▶ _CONSIGNE DONNÉE 1_:
D'après l'extrait de page, quel montant de loyer mensuel le bail signé le 20 janvier 1982 prévoyait-il ?

▶ _EXTRAIT DE PAGE_:
Présentation des faits1
Mesdames G. et T. D. ont donné en location à Monsieur R. un immeuble situé à Ixelles. Le contrat de bail a été signé le 20 janvier 1982. Il était conclu pour une période de neuf ans, commençant le 1er février 1982, et pour un loyer mensuel de 17.000 francs.
Le 31 janvier 2008, Monsieur F. et Madame G. ont acquis la propriété du bien donné en location à Monsieur R. Le même jour, ils ont informé ce dernier du changement de propriétaires ainsi que du transfert du bail.
Les nouveaux propriétaires lui ont également fait part de leur intention d’occuper personnellement le bien. Ils lui ont donc signifié un congé de six mois. Les lieux devaient être libérés pour le 31 juillet 2008.
Le 1er août 2008, Monsieur R. occupait toujours personnellement les lieux. Il a ensuite conclu avec les propriétaires une convention d’occupation précaire le 5 septembre, selon laquelle l’occupation précaire était consentie contre le paiement d’une indemnité d’occupation mensuelle de 816,57 euros. Elle prenait par ailleurs fin le 25 octobre 2008, et ce de plein droit.
Madame G. et Monsieur F. ont déclaré que Monsieur R. avait quitté les lieux le 3 novembre 2008, alors que ce dernier affirme être parti le 26 octobre 2007.

▶ _MATÉRIEL FOURNI_:
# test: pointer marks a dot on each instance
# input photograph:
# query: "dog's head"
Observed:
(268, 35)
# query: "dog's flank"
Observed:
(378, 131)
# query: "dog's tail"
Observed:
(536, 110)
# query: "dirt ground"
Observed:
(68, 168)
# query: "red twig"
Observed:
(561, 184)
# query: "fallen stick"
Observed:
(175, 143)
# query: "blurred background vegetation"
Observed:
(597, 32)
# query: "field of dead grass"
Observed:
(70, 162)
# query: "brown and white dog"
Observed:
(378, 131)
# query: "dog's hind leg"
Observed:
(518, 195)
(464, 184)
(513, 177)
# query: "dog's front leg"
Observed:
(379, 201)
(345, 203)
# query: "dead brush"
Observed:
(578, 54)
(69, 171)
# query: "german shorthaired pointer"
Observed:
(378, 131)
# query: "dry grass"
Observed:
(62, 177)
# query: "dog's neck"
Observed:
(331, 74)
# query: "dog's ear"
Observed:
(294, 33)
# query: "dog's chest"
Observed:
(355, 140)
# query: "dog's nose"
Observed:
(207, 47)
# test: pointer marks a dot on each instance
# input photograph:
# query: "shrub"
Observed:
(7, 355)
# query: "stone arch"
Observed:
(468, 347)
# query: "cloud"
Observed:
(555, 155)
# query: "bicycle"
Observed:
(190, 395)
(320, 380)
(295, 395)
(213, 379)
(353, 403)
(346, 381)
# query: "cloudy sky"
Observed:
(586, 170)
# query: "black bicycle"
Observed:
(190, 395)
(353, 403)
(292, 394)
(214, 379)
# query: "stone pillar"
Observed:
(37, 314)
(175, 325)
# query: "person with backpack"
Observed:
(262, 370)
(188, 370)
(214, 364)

...

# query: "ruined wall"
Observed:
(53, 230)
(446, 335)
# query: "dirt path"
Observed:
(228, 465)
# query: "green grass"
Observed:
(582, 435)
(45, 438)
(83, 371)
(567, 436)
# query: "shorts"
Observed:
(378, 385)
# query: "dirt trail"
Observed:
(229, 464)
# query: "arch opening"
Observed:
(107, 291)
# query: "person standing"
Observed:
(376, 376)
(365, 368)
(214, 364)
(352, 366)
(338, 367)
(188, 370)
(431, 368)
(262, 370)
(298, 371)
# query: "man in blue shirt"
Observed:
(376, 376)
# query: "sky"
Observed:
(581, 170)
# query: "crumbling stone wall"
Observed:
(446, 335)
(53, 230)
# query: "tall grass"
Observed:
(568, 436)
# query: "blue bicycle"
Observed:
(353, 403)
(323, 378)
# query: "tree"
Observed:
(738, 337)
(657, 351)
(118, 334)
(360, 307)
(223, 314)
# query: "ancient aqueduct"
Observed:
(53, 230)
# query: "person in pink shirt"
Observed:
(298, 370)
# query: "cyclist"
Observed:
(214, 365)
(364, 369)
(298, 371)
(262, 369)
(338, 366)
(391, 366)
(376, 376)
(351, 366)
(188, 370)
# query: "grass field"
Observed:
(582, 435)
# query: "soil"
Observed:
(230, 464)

...

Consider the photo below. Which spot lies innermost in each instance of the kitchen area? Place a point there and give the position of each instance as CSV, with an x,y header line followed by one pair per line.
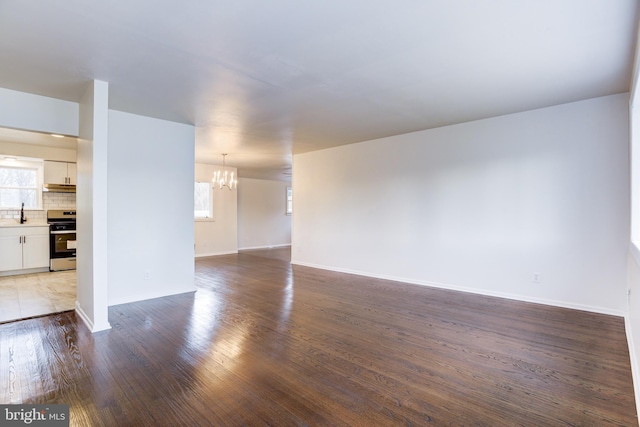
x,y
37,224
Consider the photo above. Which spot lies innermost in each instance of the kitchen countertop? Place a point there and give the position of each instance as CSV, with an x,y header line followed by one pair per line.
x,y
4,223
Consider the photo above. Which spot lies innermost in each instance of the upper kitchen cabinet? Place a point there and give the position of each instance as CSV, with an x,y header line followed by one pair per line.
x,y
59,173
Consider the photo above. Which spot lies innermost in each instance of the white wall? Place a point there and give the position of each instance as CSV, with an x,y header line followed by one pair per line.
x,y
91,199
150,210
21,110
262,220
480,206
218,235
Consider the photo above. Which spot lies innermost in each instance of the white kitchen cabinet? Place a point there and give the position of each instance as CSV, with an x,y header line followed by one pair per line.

▶ _CONSIGNE DONNÉE 2_:
Disposez en tableau Markdown les lignes du listing, à partir de celle qui contient « of the upper » et jusqu'à celle qui contient « the white kitchen », cette dernière incluse. Utilisez les colonnes N° et Ligne, et omettez les lignes vides.

▶ _RÉPONSE ATTENDUE 1_:
Un loyer mensuel de 17.000 francs.

▶ _RÉPONSE ATTENDUE 2_:
| N° | Ligne |
|---|---|
| 1 | Consider the photo above. Which spot lies innermost in each instance of the upper kitchen cabinet? Place a point there and give the position of each instance as CSV, with an x,y header line followed by one pair per line. |
| 2 | x,y |
| 3 | 59,173 |
| 4 | Consider the photo above. Which spot lies innermost in each instance of the white wall? Place a point there and give the position of each instance as CSV, with an x,y header line followed by one pair per line. |
| 5 | x,y |
| 6 | 91,199 |
| 7 | 150,210 |
| 8 | 21,110 |
| 9 | 262,220 |
| 10 | 480,206 |
| 11 | 218,235 |
| 12 | Consider the photo above. Which spot lies innermost in each instance of the white kitchen cabinet? Place a point there and give the position of each instance as CSV, with an x,y header line followed by one pair per line. |